§ **Work to be completed**: Set down, word for word, the portion of the passage on preimplantation genetic diagnosis that starts with "In humans, implantation" and goes on through "vitro fertilization programs.".

§ **Passage to read**:
########################################
Preimplatation genetic diagnosis
Pre-implantation genetic diagnosis (PGD or PIGD) is the chromosomal and genetic profiling of embryos prior to implantation , PGD is considered in a similar fashion to prenatal diagnosis. When used to screen for a specific or group of genetic or chromosomal disorders, its main advantage is that it avoids selective pregnancy termination as the method makes it highly likely that the baby will be free of the disease under consideration. PGD thus is an adjunct to assisted reproductive technology, and requires in vitro fertilization (IVF) to obtain oocytes or embryos for evaluation. Cells are generally obtained through blastomere or blastocyst biopsy. The latter technique has proved to be less deleterious for the embryo, therefore it is advisable to perform the biopsy around day 5 or 6 of development.
In humans, implantation is the stage of pregnancy at which the already fertilized egg adheres to the wall of the uterus. At this stage of prenatal development, the conceptus is called a blastocyst. It is by this adhesion that the fetus receives oxygen and nutrients from the mother to be able to grow.
The term preimplantation genetic screening (PGS) refers to the set of techniques for testing whether embryos (obtained through IVF/ICSI) have abnormal chromosomes’ number. In other words, it tests if embryo is aneuploid or not. PGS is also called aneuploidy screening.
The PGD allows studying the DNA of embryos to select those that carry certain mutations for genetic diseases. It is useful when there are previous chromosomal or genetic disorders in the family and within the context of in vitro fertilization programs.
Indication and applications
PGD can potentially be used to select embryos to be without a genetic disorder, to have increased chances of successful pregnancy.
########################################
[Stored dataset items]

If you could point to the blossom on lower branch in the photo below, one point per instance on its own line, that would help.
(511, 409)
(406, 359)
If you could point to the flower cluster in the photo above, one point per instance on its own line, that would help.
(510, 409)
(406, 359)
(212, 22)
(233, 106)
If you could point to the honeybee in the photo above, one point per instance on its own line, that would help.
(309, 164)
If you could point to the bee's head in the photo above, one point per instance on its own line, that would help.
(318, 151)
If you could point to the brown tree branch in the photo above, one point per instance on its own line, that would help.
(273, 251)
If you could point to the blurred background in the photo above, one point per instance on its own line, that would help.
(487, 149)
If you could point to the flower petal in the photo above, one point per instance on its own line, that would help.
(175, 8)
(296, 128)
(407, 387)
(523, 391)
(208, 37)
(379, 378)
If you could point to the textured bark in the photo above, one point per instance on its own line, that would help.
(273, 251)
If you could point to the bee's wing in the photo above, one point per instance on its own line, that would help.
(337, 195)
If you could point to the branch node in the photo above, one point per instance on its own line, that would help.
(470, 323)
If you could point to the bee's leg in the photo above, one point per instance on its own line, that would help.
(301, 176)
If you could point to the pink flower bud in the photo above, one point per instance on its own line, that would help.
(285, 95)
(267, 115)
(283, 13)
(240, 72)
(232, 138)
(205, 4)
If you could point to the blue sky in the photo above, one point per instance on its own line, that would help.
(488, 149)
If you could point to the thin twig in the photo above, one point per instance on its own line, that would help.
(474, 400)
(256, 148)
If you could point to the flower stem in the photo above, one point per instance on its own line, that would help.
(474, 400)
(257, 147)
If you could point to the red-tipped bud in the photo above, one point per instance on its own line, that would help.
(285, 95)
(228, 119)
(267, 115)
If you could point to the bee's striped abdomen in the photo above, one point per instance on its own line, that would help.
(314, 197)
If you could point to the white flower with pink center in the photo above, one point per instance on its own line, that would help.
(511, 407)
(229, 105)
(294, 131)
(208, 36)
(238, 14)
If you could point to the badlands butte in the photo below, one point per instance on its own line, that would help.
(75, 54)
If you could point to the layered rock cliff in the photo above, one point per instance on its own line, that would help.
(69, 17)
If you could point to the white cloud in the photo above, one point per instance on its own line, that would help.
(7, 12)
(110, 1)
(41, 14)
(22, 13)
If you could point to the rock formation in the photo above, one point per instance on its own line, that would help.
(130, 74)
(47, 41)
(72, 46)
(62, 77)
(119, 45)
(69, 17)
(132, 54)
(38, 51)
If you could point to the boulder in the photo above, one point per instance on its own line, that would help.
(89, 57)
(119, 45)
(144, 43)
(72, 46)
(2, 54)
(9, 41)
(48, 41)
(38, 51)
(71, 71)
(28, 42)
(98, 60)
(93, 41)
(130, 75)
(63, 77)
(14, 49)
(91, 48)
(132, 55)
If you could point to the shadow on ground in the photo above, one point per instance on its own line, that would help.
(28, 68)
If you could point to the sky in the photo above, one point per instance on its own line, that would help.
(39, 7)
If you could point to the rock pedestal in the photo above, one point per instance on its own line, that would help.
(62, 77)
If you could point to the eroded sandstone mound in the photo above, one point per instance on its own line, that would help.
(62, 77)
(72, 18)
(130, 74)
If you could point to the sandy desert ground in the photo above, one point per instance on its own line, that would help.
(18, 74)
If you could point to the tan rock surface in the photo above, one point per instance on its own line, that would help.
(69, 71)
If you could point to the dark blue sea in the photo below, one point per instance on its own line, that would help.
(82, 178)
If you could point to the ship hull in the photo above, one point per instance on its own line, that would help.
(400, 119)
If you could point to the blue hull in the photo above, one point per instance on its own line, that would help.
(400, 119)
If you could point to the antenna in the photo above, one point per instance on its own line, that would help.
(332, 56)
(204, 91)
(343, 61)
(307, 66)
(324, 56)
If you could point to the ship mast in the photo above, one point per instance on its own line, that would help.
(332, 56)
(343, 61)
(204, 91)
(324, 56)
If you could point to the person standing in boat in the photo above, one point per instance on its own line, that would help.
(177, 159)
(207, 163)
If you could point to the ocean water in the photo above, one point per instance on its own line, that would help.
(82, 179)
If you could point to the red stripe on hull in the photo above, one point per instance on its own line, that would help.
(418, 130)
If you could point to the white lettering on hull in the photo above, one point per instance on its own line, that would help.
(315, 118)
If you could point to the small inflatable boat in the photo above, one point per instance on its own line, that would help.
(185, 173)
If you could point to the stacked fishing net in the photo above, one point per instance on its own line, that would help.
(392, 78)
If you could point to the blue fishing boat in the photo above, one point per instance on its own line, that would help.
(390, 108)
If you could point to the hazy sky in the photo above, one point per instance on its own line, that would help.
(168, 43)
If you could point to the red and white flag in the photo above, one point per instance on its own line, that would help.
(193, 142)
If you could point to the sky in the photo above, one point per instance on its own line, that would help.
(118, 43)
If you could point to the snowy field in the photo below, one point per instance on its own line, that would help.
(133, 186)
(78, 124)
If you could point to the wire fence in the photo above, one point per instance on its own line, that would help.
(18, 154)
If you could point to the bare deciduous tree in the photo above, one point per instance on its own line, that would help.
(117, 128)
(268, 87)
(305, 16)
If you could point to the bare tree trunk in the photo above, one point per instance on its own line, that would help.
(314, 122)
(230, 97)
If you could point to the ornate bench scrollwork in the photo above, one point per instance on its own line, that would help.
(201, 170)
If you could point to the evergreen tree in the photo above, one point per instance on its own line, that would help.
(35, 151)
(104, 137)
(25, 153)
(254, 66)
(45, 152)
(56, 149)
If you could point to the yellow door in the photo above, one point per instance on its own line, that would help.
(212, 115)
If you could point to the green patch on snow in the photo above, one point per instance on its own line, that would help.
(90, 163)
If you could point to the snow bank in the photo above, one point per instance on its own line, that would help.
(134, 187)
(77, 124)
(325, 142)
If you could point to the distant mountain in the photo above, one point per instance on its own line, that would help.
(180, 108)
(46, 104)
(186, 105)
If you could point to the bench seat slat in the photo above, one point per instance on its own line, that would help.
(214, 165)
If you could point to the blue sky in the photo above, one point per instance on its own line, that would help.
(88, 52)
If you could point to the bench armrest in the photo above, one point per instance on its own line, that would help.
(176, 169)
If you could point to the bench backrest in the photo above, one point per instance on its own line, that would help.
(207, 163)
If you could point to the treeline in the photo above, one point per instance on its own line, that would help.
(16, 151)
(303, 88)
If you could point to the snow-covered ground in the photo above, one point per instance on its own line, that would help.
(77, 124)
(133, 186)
########################################
§ **Response to this exercise**:
In humans, implantation is the stage of pregnancy at which the already fertilized egg adheres to the wall of the uterus. At this stage of prenatal development, the conceptus is called a blastocyst. It is by this adhesion that the fetus receives oxygen and nutrients from the mother to be able to grow.
The term preimplantation genetic screening (PGS) refers to the set of techniques for testing whether embryos (obtained through IVF/ICSI) have abnormal chromosomes’ number. In other words, it tests if embryo is aneuploid or not. PGS is also called aneuploidy screening.
The PGD allows studying the DNA of embryos to select those that carry certain mutations for genetic diseases. It is useful when there are previous chromosomal or genetic disorders in the family and within the context of in vitro fertilization programs.